(Records)
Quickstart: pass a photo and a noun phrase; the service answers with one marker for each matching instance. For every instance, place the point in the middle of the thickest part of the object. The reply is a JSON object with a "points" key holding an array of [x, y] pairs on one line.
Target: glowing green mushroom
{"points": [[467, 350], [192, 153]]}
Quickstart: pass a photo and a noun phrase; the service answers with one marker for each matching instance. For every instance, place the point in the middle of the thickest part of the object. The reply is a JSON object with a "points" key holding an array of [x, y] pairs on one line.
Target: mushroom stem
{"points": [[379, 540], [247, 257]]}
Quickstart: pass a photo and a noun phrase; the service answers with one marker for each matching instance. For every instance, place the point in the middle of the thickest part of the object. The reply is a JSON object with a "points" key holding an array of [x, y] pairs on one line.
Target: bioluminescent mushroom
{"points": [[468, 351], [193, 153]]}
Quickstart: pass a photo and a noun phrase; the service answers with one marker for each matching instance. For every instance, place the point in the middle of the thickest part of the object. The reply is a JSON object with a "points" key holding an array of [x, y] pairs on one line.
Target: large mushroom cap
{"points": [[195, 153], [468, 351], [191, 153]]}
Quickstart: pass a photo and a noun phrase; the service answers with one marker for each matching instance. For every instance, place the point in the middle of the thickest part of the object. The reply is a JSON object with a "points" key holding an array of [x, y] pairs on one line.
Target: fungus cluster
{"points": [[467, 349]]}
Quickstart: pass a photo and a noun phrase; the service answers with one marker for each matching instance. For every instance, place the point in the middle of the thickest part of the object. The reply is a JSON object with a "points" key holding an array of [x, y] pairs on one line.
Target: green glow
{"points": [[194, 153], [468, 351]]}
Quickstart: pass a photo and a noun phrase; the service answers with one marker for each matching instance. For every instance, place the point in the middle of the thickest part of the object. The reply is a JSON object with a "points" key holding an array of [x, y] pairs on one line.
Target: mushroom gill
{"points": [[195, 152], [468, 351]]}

▸ Task goal:
Output the whole listing above again, word for word.

▸ Worked answer:
Quickstart: pass a photo and a noun phrase; the service answers with one marker for each matching instance. For every instance, place the point in the middle of the thickest part of the object. The reply is a JSON object with a "points" key holding an array of [x, y] pairs on one line.
Target: glowing green mushroom
{"points": [[467, 350], [192, 153]]}
Quickstart: pass a photo and a noun phrase; the service answers with one marker for each matching instance. For every instance, place the point in the middle of the thickest part of the object. The reply is a JSON object with a "points" key holding an array of [x, y] pairs on one line.
Target: mushroom stem
{"points": [[379, 540], [247, 257]]}
Quickstart: pass a photo and a noun phrase; the service answers with one marker for each matching instance. For every instance, place the point in the middle of the thickest part of the object. The reply is a JSON object with a "points" key holding an array of [x, y] pairs on one line.
Target: bioluminescent mushroom
{"points": [[468, 351], [193, 153]]}
Quickstart: pass a photo and a noun phrase; the service answers with one marker for each matching instance. For every instance, place the point in the middle of the thickest part of the object. The reply is a JSON object with a "points" key holding an array of [x, y] pairs on one line.
Target: large mushroom cap
{"points": [[195, 153], [468, 351], [191, 153]]}
Quickstart: pass a photo and a noun phrase; the service answers with one marker for each matching instance. For every instance, place the point in the middle of the thickest part of the object. The reply is a JSON object with a "points" key holding an array of [x, y] pairs on one line.
Target: fungus cluster
{"points": [[467, 349]]}
Quickstart: pass a photo and a noun phrase; the service answers with one marker for each matching instance. For every instance, place the point in the middle of the thickest part of the object. The reply is a JSON object with a "points" key holding an array of [x, y] pairs on one line.
Target: green glow
{"points": [[194, 153], [468, 351]]}
Quickstart: pass a photo and a noun phrase; the service answers with one marker for each matching instance. For every instance, place the point in the middle of the thickest part of the object. The reply is a JSON object with a "points" key holding an array of [x, y] pairs on one line.
Target: mushroom gill
{"points": [[195, 152], [468, 351]]}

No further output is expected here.